## Exercise objective
Search the entries for the word "traced" and report each line that has it.

## Data records
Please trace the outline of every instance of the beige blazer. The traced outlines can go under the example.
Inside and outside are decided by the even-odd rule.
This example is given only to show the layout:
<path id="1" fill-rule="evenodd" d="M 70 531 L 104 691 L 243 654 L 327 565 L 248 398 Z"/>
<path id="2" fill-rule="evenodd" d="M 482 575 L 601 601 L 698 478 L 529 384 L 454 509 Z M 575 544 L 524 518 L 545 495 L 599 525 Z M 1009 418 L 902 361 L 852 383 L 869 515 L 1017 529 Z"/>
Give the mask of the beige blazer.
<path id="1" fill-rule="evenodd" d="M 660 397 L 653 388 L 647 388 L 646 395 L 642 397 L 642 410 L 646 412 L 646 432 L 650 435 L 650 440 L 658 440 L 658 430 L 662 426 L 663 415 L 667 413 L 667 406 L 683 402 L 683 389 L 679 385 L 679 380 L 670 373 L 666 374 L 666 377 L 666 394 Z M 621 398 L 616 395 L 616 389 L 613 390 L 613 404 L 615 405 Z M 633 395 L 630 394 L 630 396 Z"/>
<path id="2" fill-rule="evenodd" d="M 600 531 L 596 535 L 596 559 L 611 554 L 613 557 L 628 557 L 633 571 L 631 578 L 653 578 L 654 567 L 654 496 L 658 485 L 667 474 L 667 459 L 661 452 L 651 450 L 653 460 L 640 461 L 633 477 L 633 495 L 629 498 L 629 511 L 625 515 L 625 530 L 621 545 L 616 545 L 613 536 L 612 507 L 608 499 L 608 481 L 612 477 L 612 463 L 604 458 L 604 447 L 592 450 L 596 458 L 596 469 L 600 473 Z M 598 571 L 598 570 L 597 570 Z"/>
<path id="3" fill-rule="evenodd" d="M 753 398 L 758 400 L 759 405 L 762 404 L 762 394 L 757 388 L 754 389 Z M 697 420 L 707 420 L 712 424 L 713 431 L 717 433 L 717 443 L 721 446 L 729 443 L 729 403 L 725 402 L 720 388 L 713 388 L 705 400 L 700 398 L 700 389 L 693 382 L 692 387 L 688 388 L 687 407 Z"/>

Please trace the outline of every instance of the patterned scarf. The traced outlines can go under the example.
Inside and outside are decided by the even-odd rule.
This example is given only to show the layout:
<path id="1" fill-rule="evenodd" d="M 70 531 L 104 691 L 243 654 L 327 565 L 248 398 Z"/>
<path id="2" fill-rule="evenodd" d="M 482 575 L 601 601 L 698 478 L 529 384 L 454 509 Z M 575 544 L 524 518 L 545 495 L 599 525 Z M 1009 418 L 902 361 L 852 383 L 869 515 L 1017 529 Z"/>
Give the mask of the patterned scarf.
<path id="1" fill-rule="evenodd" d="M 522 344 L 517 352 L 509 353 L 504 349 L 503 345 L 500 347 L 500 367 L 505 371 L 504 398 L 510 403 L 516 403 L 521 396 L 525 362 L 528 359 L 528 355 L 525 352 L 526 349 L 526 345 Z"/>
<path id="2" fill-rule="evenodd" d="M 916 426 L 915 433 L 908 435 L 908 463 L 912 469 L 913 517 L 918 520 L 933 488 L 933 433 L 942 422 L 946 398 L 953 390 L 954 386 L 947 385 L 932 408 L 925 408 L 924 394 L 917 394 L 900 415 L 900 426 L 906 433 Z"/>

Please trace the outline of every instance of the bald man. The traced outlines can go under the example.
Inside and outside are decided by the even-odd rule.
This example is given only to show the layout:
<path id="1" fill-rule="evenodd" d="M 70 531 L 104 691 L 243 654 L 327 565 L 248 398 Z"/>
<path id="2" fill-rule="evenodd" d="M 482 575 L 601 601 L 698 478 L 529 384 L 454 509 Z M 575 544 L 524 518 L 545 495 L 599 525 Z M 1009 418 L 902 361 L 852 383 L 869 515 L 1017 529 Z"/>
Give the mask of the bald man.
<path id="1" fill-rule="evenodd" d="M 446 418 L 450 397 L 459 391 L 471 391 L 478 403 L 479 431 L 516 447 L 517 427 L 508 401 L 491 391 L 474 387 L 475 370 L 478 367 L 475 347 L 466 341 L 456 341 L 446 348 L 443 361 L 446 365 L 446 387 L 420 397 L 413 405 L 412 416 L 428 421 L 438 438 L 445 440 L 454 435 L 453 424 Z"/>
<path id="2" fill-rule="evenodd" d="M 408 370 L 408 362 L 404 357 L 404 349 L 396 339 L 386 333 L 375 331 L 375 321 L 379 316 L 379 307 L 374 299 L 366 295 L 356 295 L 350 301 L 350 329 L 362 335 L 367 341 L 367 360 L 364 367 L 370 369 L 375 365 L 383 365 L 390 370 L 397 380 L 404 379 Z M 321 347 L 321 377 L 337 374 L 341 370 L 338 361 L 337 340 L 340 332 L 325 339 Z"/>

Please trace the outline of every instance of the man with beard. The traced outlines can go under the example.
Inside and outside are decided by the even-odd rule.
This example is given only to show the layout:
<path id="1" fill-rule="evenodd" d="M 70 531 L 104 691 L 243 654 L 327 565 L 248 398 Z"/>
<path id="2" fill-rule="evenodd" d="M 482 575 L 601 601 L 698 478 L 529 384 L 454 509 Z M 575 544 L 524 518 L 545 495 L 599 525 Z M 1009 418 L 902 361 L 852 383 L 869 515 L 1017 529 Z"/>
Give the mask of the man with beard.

## Response to the exercise
Please trace the outline of every instance of the beige blazer. The traced outlines can go under the example.
Please trace the outline of every instance of the patterned scarf. The traced outlines can go under the example.
Please trace the outline of every instance of the bald man. The traced outlines can go under the example.
Please trace the outline of every instance of the man with beard. The traced outlines can go under the example.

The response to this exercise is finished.